Text section:
-- Opening Marker --

The Army veteran returned to college and earned a bachelor’s degree in communications from Indiana University. Greenlaw embarked on what became a successful career as a media executive, including president of sales and promotional marketing for Viacom’s MTV Networks, which encompass MTV, VH1, Nickelodeon, Nick at Night and TV Land, and CEO of Multimedia Inc., whose holdings included print, radio, TV and cable properties. Today, he lives in Greenville, South Carolina, where he is chairman of Community Journals, a publishing company he founded.
In 2008, Greenlaw co-founded and led the Greenville chapter of MOPH, which has its national offices Springfield, Virginia, a Washington suburb. He was the 2015-16 South Carolina state commander and was elected 2018-19 national commander at MOPH’s convention in August 2018.

-- Closing Marker --

Exercise: Copy from the passage on Greenlaw's career the part that begins with the words containing "In 2008, Greenlaw" and ends with "in August 2018.".

Data records:
-- Opening Marker --

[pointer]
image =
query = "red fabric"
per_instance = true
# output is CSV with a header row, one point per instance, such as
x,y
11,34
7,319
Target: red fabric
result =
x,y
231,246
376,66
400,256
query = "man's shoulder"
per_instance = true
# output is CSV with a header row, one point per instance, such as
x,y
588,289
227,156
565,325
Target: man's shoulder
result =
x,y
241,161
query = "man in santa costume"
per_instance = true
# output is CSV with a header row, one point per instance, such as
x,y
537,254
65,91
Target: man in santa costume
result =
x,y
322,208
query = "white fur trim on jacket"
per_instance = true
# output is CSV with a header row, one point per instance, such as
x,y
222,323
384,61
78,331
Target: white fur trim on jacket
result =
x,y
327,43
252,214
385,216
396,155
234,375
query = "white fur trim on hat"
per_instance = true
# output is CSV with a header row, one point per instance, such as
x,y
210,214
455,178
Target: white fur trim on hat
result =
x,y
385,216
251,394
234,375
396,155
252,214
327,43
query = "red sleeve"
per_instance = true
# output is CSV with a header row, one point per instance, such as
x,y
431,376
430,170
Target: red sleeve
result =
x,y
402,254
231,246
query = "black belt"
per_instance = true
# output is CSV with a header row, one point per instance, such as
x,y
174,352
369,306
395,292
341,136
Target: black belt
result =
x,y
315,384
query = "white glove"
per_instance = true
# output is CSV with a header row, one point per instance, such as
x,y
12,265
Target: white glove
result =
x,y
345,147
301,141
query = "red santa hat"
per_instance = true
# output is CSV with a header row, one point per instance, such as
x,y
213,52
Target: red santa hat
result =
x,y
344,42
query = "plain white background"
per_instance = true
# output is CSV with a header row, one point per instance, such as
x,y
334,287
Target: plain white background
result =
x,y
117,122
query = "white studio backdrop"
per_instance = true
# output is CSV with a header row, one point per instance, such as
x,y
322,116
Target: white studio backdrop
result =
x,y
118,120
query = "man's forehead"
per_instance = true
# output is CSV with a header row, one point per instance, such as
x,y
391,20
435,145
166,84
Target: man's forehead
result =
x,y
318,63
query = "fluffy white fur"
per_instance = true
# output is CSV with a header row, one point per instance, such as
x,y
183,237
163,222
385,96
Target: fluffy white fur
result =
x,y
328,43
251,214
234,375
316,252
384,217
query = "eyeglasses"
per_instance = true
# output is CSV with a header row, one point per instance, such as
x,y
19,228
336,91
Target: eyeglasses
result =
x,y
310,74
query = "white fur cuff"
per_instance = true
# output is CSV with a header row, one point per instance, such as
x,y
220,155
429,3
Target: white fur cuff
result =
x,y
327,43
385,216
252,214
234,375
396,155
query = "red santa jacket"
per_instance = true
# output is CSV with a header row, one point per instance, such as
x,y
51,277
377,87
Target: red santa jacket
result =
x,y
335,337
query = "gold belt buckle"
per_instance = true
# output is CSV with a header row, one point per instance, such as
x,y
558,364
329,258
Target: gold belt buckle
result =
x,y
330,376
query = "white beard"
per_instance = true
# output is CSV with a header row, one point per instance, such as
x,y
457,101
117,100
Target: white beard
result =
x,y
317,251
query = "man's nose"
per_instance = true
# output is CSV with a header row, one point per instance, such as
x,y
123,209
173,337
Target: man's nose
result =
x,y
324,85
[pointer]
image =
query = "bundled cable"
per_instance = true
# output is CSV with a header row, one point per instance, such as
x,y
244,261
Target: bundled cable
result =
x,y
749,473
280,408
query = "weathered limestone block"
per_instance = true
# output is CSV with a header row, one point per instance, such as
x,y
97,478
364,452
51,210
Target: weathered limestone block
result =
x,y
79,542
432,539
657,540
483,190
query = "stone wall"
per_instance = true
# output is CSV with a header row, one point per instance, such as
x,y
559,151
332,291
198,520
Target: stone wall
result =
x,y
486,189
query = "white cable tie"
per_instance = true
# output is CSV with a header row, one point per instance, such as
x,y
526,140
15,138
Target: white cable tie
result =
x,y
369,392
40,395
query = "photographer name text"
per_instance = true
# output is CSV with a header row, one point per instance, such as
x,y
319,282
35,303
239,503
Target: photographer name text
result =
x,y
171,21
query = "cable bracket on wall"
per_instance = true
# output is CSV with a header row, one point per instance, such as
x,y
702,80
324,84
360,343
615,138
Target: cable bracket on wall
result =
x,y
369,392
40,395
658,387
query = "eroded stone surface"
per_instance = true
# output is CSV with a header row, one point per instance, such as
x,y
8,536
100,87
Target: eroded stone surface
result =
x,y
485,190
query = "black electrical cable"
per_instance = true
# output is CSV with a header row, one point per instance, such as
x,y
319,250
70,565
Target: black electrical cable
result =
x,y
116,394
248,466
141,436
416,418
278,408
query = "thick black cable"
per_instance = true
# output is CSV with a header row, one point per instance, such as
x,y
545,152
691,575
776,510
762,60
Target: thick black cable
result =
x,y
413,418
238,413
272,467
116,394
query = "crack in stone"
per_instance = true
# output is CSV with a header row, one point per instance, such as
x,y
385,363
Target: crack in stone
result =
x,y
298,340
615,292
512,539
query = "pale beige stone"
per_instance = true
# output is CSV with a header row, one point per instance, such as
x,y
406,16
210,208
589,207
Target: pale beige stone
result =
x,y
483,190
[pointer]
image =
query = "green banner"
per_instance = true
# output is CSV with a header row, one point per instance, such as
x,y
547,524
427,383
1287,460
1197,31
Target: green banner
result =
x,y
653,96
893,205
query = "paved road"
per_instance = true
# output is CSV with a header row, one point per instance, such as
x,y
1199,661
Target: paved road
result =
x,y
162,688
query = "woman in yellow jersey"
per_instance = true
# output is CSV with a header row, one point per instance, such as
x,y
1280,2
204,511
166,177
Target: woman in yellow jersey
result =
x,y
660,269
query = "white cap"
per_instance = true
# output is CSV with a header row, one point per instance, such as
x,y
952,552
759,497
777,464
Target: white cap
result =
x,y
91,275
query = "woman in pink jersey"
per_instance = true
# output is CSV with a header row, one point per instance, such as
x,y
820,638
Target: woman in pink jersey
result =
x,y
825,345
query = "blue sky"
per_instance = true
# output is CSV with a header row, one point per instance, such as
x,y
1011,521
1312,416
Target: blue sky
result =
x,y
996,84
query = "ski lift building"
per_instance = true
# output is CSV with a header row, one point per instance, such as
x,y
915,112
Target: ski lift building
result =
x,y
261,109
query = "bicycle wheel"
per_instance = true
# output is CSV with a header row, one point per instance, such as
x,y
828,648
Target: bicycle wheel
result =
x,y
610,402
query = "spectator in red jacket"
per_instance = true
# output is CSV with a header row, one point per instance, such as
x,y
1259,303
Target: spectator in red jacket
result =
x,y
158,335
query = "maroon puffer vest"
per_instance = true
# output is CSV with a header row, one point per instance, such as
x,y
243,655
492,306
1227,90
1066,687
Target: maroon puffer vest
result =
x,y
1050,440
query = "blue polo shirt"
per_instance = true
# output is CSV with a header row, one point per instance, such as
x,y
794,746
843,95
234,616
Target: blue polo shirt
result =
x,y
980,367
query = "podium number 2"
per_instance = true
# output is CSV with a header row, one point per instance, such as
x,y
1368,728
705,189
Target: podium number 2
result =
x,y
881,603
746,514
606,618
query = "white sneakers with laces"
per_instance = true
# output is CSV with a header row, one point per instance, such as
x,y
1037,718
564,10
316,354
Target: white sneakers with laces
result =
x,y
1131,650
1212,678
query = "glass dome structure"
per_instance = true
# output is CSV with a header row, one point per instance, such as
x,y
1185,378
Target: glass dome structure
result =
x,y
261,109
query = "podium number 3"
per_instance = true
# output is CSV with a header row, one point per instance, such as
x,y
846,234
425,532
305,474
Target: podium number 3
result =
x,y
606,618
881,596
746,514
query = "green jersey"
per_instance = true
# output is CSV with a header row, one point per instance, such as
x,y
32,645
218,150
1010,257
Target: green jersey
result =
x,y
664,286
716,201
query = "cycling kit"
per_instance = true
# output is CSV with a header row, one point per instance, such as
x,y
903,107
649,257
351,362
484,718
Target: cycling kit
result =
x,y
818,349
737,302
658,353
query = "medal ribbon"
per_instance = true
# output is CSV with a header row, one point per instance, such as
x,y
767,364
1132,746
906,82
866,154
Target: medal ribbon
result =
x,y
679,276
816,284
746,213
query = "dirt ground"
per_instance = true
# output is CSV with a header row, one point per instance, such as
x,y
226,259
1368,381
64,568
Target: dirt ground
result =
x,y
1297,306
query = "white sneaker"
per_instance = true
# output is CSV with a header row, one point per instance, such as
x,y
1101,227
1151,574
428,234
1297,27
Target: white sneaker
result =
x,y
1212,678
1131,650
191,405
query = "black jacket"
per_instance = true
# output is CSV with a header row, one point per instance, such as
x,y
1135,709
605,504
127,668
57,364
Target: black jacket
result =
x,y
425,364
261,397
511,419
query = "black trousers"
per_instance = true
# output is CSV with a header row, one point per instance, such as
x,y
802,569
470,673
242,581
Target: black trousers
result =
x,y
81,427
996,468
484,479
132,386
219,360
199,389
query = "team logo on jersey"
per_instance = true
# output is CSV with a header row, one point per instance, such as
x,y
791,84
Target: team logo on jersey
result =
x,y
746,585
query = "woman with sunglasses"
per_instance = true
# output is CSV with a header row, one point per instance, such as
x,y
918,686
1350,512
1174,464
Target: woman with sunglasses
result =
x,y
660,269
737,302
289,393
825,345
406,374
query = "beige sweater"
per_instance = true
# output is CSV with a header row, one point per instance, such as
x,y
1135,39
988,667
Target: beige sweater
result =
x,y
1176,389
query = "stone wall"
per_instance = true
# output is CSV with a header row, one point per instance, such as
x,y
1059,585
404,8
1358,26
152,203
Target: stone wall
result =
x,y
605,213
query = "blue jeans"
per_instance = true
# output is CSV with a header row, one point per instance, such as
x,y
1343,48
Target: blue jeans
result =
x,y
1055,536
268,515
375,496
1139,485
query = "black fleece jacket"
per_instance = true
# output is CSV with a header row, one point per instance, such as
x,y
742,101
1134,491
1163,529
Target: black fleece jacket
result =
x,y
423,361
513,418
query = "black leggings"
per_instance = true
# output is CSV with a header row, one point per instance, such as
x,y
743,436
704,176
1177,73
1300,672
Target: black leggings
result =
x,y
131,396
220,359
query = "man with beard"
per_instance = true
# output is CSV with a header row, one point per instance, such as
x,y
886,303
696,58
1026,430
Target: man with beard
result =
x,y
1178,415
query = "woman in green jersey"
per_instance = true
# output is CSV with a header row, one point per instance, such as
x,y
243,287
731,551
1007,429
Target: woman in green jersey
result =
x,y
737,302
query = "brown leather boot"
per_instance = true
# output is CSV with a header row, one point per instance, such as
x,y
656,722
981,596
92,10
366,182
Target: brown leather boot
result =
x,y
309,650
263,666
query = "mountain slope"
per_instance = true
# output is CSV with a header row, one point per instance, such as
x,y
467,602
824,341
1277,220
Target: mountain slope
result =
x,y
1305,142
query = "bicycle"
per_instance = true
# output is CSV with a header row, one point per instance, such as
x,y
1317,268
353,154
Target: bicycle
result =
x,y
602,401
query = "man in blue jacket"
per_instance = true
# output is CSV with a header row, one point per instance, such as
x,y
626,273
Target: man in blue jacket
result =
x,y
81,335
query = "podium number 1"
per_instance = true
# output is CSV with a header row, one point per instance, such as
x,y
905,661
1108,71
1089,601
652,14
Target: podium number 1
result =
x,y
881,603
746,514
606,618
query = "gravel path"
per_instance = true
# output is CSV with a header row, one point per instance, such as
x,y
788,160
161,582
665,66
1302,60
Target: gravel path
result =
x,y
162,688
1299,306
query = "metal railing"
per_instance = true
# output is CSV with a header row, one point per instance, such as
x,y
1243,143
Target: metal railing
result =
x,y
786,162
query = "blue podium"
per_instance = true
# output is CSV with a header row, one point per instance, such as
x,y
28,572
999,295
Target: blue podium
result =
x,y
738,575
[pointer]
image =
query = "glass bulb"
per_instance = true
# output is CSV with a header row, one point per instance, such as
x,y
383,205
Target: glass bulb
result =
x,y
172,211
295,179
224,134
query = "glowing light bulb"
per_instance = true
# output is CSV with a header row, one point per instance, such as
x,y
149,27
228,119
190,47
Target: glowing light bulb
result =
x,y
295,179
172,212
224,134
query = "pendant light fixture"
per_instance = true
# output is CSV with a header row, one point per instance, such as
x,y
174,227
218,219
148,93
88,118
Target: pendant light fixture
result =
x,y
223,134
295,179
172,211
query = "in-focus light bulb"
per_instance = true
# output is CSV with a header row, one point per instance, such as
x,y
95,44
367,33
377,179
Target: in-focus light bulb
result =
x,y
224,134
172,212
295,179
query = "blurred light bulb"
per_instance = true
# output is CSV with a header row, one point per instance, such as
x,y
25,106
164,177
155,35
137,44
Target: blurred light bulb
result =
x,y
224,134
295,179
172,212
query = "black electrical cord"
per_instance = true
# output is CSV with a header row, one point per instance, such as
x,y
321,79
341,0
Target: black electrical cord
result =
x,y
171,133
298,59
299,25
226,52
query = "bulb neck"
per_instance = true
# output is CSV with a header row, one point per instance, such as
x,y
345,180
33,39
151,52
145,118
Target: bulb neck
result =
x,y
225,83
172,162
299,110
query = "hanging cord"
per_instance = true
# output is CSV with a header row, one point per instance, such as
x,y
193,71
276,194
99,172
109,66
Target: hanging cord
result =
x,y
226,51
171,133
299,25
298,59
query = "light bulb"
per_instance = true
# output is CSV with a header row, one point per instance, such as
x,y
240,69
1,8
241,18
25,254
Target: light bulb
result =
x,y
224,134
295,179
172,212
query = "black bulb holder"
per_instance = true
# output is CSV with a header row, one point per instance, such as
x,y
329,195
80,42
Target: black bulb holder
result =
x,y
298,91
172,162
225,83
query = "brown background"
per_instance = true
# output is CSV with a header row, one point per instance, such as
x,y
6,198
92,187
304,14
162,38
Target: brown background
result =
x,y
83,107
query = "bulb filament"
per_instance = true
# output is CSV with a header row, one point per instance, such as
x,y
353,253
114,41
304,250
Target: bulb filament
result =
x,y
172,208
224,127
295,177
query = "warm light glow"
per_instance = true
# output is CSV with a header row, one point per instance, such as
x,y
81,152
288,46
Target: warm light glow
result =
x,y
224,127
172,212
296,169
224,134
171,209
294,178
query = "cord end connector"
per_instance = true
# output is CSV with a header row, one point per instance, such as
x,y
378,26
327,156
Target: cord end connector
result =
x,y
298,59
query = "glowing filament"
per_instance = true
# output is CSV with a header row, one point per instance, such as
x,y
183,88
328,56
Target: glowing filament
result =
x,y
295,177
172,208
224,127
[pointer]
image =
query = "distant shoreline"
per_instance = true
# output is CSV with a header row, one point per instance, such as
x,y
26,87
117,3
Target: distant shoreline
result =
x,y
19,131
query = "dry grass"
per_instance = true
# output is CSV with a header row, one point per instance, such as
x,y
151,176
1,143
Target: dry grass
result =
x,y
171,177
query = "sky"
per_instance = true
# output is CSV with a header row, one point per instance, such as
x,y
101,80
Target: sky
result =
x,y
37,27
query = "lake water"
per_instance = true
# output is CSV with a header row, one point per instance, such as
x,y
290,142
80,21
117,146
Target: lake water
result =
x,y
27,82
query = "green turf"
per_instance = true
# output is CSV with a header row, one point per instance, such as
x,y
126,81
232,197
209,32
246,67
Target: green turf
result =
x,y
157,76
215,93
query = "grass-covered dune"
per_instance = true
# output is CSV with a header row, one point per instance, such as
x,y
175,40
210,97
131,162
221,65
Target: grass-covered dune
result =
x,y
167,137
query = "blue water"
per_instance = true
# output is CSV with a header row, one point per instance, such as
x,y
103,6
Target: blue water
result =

-- Closing Marker --

Expected output:
In 2008, Greenlaw co-founded and led the Greenville chapter of MOPH, which has its national offices Springfield, Virginia, a Washington suburb. He was the 2015-16 South Carolina state commander and was elected 2018-19 national commander at MOPH’s convention in August 2018.